Task statement
From the news item on ink-jet-printed organic lasers, extract the passage that begins with "CAMBRIDGE, England, Sept." and runs up to and including "biomedicine and displays.", copying it word for word.

Document extract
★ ★ ★
CAMBRIDGE, England, Sept. 20, 2012 — Using everyday ink-jet technology, scientists have designed a process for "printing" an organic laser on virtually any surface. The development has wide-ranging possible applications, including biomedicine and displays.
Most lasers today are made on silicon wafers similar to those used in microchips — an expensive process. But the new method, developed by researchers at the Centre for Molecular Materials for Photonics and Electronics and the Inkjet Research Centre, both in the engineering department at the University of Cambridge, uses technology similar to that used in many homes.
Their approach involves developing lasers based on chiral nematic liquid crystals (LCs), similar to the materials used in flat panel LCDs. These are a unique class of photonic materials that, under the right conditions, can be stimulated to produce laser emissions.
If aligned properly, the helix-shaped structure of the LC molecules can act as an optically resonant cavity — an essential component of any laser. After adding a fluorescent dye, the cavity can be optically excited to produce laser light.
High-quality LC lasers currently are produced by filling a thin layer of LC material between two accurately spaced glass plates one-hundredth of a millimeter wide. The glass is covered with a specially prepared polymer coating to align the LC molecules. The complex process requires a cleanroom environment and multiple, intricate production steps. Also, the range of available substrates is typically limited to glass or silicon.
★ ★ ★
Information shown

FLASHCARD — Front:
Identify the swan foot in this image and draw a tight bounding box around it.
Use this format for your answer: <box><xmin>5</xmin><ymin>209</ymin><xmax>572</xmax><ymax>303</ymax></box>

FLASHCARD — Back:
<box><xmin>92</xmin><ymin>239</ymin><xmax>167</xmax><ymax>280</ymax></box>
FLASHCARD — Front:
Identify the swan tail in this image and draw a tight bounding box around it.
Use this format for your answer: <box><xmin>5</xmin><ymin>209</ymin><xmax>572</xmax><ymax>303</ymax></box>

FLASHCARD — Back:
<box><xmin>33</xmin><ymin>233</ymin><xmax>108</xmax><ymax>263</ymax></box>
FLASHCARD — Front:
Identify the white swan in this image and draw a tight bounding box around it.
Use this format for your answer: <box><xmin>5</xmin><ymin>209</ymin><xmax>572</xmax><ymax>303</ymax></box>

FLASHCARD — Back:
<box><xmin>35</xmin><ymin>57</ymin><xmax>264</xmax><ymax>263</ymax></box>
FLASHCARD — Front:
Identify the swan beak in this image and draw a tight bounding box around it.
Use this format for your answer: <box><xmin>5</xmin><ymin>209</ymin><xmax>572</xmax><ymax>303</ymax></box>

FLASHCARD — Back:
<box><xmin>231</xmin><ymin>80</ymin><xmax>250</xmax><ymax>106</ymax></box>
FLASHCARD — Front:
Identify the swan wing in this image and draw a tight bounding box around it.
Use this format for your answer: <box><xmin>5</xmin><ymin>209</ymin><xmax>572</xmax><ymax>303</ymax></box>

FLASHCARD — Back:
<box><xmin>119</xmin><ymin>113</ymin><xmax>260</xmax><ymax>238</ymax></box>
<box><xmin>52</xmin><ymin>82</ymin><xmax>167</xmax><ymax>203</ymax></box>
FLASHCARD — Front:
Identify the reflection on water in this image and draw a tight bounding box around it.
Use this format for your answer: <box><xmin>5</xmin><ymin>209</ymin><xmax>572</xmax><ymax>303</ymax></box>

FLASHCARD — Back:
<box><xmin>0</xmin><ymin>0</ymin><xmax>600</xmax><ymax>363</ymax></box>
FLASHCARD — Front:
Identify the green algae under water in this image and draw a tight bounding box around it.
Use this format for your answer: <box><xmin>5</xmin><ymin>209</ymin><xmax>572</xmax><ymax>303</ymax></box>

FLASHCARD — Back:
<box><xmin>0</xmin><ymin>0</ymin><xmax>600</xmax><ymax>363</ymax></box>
★ ★ ★
Result of the task
CAMBRIDGE, England, Sept. 20, 2012 — Using everyday ink-jet technology, scientists have designed a process for "printing" an organic laser on virtually any surface. The development has wide-ranging possible applications, including biomedicine and displays.